▶ [USING THE INFORMATION]
1. List every purpose that the proposed HHS rule gives for itself in the passage on paying bone-marrow donors.
2. Pick up the passage on paying bone-marrow donors after its final sentence and write what comes next.

▶ [TEXT SECTION]

The Institute for Justice won a victory in the 9th Circuit in Flynn v. Holder, which held that donors of bone marrow can be compensated. Now, HHS wants to pass a rule that would overturn the decision. The WSJ editorializes against this change:
When the Ninth Circuit declined to rehear the case, the Administration mobilized HHS, which has proposed a rule that would overturn the Ninth Circuit and define marrow extracted from the bloodstream as an organ. The purpose, says the rule, is to “ban the commodification” of bone marrow used in transplants, “encourage altruistic donations, and decrease the likelihood of disease transmission resulting from paid donations.”
None of these arguments stands up to scrutiny. If banning donor compensation encouraged altruistic donations, it would already have done so. The ban has been in place for decades and the result is chronic bone-marrow shortages, which have disproportionately affected minorities who have a harder time finding a donor match.

▶ [RECORDS SUPPLIED]

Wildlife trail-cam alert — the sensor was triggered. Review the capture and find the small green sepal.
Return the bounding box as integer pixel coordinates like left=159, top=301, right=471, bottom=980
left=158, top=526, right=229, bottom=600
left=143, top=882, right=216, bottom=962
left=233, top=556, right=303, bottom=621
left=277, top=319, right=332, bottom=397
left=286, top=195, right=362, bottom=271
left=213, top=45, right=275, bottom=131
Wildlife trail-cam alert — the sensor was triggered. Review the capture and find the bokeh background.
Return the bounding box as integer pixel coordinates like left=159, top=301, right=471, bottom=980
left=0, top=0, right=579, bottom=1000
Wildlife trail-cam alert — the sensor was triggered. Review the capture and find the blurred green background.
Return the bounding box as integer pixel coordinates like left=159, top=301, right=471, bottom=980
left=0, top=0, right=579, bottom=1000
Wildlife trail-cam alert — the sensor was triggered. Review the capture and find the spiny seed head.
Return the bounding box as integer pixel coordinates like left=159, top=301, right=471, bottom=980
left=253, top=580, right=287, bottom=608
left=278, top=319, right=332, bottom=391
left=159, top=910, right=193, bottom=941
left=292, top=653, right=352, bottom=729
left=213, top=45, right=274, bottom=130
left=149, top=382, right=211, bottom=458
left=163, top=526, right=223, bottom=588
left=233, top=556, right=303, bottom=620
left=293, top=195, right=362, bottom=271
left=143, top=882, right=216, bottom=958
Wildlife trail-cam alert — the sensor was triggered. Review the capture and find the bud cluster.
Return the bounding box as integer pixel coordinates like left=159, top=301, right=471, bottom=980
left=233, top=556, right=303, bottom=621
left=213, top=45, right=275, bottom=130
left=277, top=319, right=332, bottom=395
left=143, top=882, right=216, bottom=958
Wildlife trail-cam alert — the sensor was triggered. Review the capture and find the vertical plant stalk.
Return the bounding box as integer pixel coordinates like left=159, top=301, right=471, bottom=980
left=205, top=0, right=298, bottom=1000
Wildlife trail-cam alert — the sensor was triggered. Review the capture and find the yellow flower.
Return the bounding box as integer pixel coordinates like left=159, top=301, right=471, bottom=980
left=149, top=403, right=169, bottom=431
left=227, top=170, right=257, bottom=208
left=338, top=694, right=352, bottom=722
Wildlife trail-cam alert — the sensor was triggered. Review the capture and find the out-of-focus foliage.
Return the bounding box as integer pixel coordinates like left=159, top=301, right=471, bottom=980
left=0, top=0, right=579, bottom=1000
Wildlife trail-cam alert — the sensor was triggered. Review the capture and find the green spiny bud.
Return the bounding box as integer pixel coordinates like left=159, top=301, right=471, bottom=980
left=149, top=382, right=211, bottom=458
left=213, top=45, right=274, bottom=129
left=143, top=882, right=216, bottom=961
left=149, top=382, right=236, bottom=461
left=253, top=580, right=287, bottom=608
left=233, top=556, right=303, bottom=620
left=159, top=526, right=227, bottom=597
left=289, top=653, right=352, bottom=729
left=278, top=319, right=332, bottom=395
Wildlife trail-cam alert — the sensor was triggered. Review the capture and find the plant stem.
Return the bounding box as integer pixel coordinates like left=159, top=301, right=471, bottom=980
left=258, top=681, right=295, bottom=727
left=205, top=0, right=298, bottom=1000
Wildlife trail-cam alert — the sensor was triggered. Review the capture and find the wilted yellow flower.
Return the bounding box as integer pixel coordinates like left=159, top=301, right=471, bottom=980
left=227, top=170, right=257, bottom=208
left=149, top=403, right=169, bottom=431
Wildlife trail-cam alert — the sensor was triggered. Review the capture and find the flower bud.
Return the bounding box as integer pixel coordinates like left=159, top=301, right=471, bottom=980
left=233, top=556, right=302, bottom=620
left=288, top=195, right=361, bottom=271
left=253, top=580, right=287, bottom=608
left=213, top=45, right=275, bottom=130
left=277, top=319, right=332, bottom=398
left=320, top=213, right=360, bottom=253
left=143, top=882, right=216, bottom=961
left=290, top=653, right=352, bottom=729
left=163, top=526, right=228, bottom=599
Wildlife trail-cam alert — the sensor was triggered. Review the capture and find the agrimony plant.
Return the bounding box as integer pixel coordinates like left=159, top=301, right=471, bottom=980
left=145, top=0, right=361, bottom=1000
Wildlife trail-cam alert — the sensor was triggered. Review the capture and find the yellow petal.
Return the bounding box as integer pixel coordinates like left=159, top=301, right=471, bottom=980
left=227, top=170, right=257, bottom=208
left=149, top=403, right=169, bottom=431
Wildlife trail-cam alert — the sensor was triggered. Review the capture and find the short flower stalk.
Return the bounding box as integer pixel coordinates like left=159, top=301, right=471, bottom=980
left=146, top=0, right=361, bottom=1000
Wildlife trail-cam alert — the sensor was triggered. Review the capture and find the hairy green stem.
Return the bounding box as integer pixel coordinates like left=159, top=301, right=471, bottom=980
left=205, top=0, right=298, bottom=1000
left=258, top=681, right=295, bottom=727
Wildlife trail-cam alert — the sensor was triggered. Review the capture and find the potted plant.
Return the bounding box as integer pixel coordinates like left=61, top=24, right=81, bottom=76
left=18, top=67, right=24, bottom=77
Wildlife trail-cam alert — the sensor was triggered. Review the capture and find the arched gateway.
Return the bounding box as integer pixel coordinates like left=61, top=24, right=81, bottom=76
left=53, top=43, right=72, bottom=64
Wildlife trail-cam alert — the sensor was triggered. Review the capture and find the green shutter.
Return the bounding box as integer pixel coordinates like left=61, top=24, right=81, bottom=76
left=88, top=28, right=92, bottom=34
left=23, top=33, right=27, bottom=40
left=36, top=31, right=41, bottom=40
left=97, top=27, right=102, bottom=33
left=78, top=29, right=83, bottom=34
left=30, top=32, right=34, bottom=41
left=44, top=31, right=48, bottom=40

...

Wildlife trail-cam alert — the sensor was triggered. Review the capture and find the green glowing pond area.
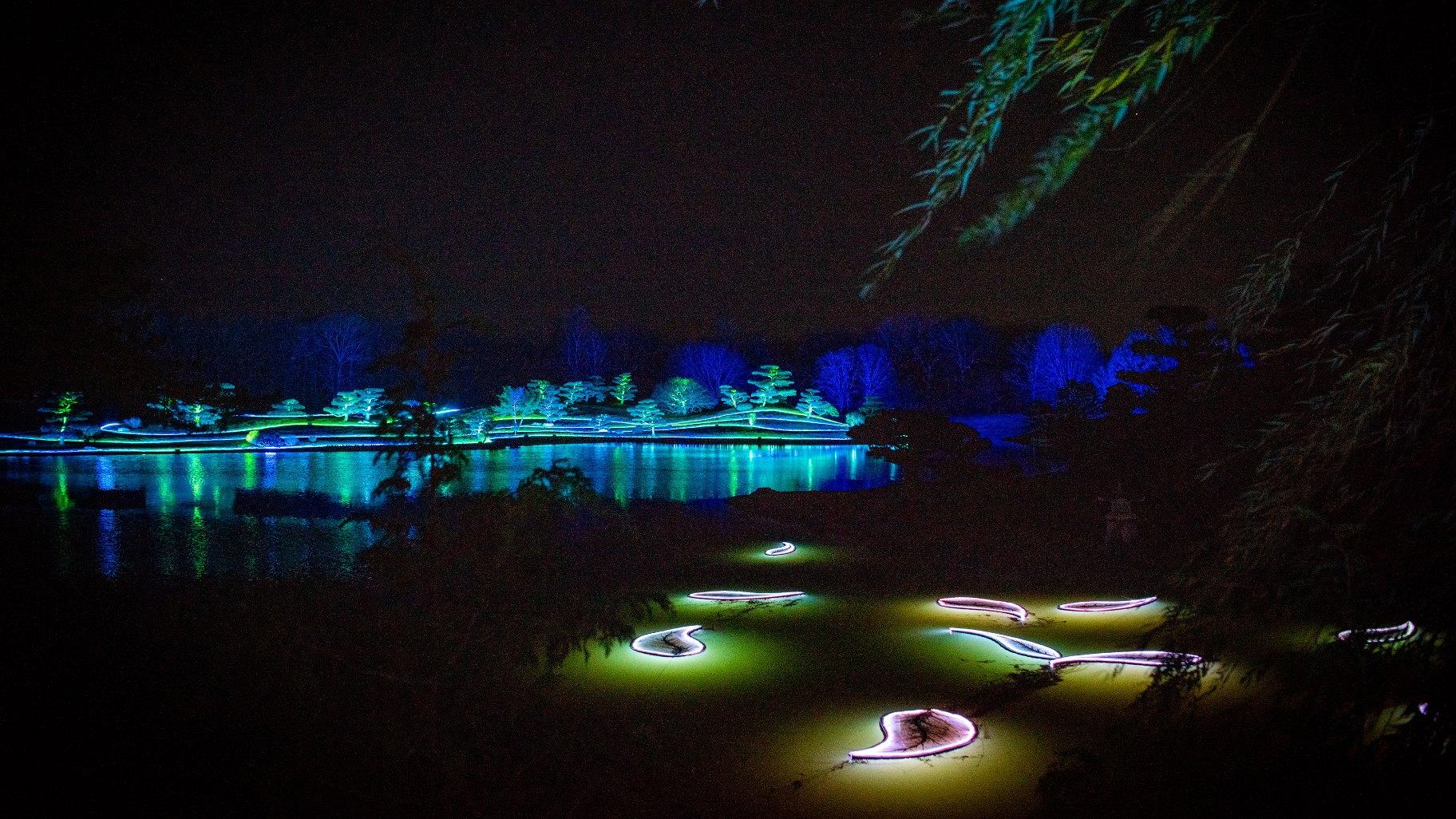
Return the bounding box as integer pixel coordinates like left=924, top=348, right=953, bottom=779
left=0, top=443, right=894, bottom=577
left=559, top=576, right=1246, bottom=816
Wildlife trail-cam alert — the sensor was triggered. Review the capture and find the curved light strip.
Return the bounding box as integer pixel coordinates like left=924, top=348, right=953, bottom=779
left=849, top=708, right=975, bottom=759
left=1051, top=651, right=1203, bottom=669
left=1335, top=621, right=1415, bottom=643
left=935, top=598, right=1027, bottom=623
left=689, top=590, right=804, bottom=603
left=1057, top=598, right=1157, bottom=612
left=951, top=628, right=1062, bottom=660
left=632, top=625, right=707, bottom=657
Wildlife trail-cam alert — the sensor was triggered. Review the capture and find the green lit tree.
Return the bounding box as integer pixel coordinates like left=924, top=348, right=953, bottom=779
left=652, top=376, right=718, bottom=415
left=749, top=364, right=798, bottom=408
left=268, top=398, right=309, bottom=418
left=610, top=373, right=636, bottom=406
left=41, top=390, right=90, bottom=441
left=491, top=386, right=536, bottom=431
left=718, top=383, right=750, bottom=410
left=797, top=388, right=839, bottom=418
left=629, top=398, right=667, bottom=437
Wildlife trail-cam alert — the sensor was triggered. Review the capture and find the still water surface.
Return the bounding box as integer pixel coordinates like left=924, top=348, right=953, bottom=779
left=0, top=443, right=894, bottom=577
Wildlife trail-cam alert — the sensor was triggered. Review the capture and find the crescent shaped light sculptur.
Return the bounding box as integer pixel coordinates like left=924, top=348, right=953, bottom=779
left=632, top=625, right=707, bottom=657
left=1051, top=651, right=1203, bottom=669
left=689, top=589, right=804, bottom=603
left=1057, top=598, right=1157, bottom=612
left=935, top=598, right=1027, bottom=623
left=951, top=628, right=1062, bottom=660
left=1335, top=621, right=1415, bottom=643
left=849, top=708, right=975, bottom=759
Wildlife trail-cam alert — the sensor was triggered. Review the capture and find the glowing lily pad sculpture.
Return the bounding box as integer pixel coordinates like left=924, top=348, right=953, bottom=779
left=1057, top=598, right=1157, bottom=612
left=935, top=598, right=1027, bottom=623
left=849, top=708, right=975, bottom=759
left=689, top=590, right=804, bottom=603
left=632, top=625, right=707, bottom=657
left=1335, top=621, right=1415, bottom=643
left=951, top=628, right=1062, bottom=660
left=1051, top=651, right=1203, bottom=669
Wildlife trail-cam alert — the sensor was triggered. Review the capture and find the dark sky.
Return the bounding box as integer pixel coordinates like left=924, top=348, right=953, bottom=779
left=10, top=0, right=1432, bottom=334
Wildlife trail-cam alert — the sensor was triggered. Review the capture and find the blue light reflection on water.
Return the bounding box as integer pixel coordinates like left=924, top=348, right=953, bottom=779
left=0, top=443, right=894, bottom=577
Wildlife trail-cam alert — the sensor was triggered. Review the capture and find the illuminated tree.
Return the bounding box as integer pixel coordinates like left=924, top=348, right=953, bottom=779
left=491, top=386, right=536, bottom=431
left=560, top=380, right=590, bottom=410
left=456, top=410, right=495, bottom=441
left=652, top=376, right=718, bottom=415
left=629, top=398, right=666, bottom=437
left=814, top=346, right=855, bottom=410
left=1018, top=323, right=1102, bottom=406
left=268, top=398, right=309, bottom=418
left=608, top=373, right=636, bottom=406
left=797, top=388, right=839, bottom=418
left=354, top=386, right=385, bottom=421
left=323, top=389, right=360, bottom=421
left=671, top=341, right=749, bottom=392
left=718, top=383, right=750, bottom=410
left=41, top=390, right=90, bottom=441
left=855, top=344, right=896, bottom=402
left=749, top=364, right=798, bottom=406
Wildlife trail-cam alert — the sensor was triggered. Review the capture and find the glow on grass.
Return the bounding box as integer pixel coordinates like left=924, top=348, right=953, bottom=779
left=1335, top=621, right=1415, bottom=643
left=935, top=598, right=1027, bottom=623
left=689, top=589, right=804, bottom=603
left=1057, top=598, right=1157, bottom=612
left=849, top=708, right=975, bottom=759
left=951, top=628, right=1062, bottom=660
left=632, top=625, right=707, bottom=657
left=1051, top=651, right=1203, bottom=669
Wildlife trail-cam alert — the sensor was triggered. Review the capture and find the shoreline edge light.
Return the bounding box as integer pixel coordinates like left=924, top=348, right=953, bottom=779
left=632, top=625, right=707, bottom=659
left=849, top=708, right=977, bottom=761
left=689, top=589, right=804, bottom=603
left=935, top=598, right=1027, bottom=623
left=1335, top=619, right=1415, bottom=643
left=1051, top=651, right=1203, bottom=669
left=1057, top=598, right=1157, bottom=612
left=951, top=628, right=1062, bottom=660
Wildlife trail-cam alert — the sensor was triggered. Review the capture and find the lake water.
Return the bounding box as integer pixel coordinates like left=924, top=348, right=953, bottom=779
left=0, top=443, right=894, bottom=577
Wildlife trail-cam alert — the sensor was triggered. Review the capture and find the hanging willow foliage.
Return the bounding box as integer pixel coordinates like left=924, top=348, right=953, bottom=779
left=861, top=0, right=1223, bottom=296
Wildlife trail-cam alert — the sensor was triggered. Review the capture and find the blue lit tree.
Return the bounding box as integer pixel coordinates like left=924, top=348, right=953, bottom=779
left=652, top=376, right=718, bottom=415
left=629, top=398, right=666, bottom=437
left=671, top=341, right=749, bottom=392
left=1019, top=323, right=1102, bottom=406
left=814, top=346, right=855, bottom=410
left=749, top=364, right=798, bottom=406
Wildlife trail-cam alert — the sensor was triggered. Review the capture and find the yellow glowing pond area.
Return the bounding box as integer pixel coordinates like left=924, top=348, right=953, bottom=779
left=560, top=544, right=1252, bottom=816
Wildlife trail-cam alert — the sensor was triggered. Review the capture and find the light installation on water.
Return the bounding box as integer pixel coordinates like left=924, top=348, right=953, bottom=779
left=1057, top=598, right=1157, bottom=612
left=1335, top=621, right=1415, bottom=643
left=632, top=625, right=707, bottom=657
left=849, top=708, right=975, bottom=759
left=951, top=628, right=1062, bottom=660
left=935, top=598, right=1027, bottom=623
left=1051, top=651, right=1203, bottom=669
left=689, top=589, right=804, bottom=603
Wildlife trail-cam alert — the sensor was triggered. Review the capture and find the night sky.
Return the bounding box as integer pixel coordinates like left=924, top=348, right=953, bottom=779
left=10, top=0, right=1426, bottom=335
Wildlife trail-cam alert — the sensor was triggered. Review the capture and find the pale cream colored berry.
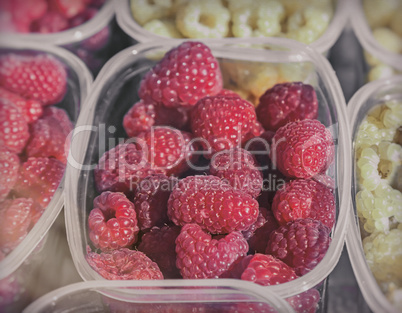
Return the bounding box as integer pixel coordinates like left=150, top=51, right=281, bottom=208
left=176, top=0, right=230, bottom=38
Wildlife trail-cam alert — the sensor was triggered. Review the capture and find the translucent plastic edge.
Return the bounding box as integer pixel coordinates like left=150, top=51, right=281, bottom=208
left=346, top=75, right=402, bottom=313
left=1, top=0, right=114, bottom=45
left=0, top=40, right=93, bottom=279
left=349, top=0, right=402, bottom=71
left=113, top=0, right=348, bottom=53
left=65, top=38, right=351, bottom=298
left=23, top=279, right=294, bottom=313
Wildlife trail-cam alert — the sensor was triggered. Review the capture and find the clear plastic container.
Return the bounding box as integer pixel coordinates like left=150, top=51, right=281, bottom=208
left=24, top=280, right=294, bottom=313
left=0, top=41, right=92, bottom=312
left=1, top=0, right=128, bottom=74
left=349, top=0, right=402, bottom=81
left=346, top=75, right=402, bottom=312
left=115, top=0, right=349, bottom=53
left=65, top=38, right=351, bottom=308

▶ [RESPONSES PER TASK]
1.
- To ban the commodification of bone marrow used in transplants
- To encourage altruistic donations
- To decrease the likelihood of disease transmission resulting from paid donations

2.
The claim that compensation would increase “disease transmission” is also a straw man. The thousands of people on the waiting list, including many with leukemia and blood cancers or anemia, often need marrow donation to stay alive. Any marginal increase in risk pales next to the certainty of death.
Treating bone marrow as a public resource distributed by the federal government hasn’t worked. The Administration’s campaign to reimpose the compensation ban and overrule the courts is another example of its penchant for political and bureaucratic control over medical decisions. The rule is open for public comment until December 2, and patients and doctors ought to express their opposition on moral and humanitarian grounds.